EXCERPT PROVIDED »
Hey guys! A.G. Howard wrote a new book and I am seriously so excited about it! It is called The Architect of Song and it will be hitting shelves on August 15th! As you probably already know, I am a huge fan of her Splintered Series so when I heard that she was self publishing a new adult historical story with paranormal elements I was over the moon excited. I got to read an early copy and you guys Anita did not disappoint! I adored this book and would highly recommend it! My full review should be posting on the blog very soon!
I’m going to be honest I was very curious to know why Anita decided to self publish instead of going the traditional publication route. And guess what? That is exactly what my guest post is about. Anita talks about her choice to self publish and her experience with publishing as a whole. I thought this was an excellently written post and if you are an aspiring author you should definitely check it out! Or if your like me and just want to know more about Anita then you should read it as well !
There is also a fantastic giveaway at the end of the post and there will be 12 winners so make sure to check it out!
About A.G. Howard:
A.G. Howard was inspired to write SPLINTERED while working at a school library. She always wondered what would’ve happened had the subtle creepiness of Alice’s Adventures in Wonderland taken center stage, and she hopes her darker and funkier tribute to Carroll will inspire readers to seek out the stories that won her heart as a child.
When she’s not writing, A.G.’s pastimes are reading, rollerblading, gardening, and family vacations which often include impromptu side trips to 18th century graveyards or condemned schoolhouses to appease her overactive muse.
You can visit A.G. around the web here:
Want to read more from A.G. Howard?
Why I chose to be a hybrid author…
For those who don’t know, The Architect of Song (think Pride and Prejudice meets A Certain Slant of Light) is the first book in my New Adult series. If you’d like to read more about my conception of the story idea, check out this post.
All four books of this series will be published by me under my own trademarked imprint: Golden Orb Press.
You might be asking, “Why did A.G. have to publish this herself? Didn’t any traditional publishers want this series?”
The truth is, I didn’t *have* to. My agent and I originally sent this out to several publishers who passed for reasons I’ll address later in this post. But, there were still a lot of publishers remaining that we could’ve approached, and a referral on which we never followed through. There were options available that I scrapped to go this route instead.
So the question becomes not why I had to do it. It’s why did I *choose* to?

TRY IT » Reproduce, word for word, the stretch of the post on A.G. Howard's The Architect of Song above that begins at "The truth is, I" and stops after "I *choose* to?".

SUPPLIED INFORMATION »
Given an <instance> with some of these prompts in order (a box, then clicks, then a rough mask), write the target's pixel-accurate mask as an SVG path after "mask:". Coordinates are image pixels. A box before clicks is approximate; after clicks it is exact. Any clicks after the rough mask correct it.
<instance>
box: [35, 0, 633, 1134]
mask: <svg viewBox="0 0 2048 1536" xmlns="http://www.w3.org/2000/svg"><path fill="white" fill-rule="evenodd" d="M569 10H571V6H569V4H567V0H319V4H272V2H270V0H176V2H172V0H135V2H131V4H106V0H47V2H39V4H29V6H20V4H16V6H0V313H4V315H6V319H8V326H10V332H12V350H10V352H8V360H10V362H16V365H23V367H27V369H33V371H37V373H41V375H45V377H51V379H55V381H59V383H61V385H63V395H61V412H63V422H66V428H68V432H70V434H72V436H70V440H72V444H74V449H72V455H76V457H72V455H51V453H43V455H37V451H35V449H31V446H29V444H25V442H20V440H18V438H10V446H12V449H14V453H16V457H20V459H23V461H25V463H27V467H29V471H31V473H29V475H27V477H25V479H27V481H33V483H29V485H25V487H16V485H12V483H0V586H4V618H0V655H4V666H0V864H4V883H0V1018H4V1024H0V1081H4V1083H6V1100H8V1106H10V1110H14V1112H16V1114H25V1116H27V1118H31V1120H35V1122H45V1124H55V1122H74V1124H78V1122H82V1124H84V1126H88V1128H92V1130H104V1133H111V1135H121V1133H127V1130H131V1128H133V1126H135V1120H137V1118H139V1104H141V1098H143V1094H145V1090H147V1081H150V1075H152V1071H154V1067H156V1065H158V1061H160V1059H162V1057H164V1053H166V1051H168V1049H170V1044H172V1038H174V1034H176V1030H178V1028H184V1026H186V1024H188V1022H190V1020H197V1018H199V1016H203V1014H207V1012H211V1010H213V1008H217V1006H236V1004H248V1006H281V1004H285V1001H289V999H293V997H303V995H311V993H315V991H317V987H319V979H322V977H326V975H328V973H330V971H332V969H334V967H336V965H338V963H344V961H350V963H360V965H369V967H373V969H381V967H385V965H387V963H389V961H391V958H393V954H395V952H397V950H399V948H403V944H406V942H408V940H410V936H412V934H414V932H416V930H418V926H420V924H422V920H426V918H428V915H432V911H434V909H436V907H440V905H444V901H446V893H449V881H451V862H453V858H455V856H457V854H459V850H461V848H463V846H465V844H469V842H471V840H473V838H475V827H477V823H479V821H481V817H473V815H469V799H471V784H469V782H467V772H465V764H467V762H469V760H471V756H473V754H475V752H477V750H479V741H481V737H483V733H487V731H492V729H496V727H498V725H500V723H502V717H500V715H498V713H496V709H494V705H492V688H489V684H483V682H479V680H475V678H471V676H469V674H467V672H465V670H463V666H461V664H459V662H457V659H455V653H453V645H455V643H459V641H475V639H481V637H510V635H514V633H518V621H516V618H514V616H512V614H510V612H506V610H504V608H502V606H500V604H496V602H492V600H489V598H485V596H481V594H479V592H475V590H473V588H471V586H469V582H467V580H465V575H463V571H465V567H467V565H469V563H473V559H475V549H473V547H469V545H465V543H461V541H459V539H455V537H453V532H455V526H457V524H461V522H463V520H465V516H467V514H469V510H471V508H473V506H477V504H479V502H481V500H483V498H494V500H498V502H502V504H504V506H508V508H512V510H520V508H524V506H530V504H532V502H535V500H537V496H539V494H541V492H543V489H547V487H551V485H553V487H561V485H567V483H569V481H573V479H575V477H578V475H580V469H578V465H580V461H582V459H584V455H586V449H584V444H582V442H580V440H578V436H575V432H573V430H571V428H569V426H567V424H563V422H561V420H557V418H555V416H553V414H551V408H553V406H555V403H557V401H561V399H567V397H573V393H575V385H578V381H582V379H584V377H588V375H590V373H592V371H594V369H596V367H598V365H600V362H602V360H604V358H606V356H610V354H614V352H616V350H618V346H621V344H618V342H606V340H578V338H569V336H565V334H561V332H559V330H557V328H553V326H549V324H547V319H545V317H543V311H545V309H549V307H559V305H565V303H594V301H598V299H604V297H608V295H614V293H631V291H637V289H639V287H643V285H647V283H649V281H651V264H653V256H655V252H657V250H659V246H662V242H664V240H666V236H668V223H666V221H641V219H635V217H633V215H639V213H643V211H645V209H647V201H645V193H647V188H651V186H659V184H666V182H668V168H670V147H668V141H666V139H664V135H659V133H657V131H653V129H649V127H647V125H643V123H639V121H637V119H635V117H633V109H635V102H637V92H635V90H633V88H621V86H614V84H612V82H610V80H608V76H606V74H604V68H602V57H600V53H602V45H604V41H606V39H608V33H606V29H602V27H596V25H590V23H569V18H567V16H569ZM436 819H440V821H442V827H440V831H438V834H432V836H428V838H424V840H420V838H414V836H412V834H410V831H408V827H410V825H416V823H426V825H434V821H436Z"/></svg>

ANSWER »
The truth is, I didn’t *have* to. My agent and I originally sent this out to several publishers who passed for reasons I’ll address later in this post. But, there were still a lot of publishers remaining that we could’ve approached, and a referral on which we never followed through. There were options available that I scrapped to go this route instead.
So the question becomes not why I had to do it. It’s why did I *choose* to?